EXERCISE DATA Block Start
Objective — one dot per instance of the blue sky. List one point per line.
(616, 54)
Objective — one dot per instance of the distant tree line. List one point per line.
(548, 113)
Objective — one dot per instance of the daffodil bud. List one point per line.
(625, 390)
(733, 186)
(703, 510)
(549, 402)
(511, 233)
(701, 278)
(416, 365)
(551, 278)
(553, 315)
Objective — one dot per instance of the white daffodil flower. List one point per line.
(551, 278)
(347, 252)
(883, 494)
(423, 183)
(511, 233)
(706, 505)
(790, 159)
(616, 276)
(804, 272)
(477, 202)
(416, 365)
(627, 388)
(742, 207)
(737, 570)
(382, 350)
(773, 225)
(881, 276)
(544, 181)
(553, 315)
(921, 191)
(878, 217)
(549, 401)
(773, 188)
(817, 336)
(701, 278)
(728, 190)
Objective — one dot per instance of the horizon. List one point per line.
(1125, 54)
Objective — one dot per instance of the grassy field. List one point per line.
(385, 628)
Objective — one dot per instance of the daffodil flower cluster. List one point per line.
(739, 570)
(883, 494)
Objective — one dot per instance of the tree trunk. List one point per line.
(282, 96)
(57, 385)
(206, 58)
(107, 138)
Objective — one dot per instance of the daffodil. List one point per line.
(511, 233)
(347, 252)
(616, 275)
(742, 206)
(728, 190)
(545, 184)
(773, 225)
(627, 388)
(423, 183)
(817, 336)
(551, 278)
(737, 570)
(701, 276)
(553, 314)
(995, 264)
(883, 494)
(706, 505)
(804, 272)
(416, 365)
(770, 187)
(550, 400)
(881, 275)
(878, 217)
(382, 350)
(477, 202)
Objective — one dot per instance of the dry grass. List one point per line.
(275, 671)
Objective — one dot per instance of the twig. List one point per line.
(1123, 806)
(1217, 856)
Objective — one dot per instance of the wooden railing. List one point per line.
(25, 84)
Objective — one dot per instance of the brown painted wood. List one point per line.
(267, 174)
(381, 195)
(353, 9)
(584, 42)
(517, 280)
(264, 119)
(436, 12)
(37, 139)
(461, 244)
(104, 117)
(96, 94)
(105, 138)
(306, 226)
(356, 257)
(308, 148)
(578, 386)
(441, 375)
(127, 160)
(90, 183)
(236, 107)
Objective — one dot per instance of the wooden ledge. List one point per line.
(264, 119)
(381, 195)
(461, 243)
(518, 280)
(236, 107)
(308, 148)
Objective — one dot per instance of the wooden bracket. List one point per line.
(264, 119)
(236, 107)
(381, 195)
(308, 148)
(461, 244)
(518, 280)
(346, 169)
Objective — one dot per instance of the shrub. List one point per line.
EXERCISE DATA Block End
● WHAT THE TASK REQUIRES: Repeat the line containing "Objective — one dot per instance of the horizon." and all subsequent lines through the final line of the data, exactly and with no others.

● TASK SOLUTION:
Objective — one dot per instance of the horizon. List one point per line.
(1125, 54)
Objective — one dot per instance of the grassy field. List one point per line.
(385, 628)
Objective — one dot per instance of the daffodil flower cluster. List one point per line.
(739, 570)
(883, 494)
Objective — one dot per instance of the tree trunk. List one point per line.
(282, 96)
(57, 385)
(206, 58)
(107, 138)
Objective — one dot per instance of the daffodil. List one point per line.
(511, 233)
(347, 252)
(616, 275)
(742, 206)
(728, 190)
(545, 184)
(773, 225)
(627, 388)
(423, 183)
(817, 336)
(551, 278)
(737, 570)
(701, 276)
(553, 314)
(995, 264)
(883, 494)
(706, 505)
(804, 272)
(416, 365)
(770, 187)
(550, 400)
(881, 275)
(878, 217)
(382, 350)
(477, 202)
Objective — one dot per instance of the dry grass. List one point per line.
(275, 671)
Objective — one dot per instance of the twig. List one point per line.
(1123, 806)
(1217, 856)
Objective — one dot per instance of the wooden railing. List one point per line.
(25, 84)
Objective — one dot per instance of the brown painted wood. List one point per line.
(267, 174)
(381, 195)
(353, 9)
(584, 42)
(517, 280)
(264, 119)
(436, 12)
(37, 139)
(461, 244)
(104, 117)
(96, 94)
(105, 138)
(306, 226)
(356, 257)
(308, 148)
(578, 386)
(441, 375)
(127, 160)
(90, 183)
(236, 107)
Objective — one dot per instance of the wooden ledge. List one point per line.
(264, 119)
(381, 195)
(461, 243)
(518, 280)
(236, 107)
(308, 148)
Objective — one dot per instance of the wooden bracket. List one point per line.
(264, 119)
(236, 107)
(381, 195)
(308, 148)
(461, 244)
(518, 280)
(346, 169)
Objective — one dot per instance of the shrub. List one point per line.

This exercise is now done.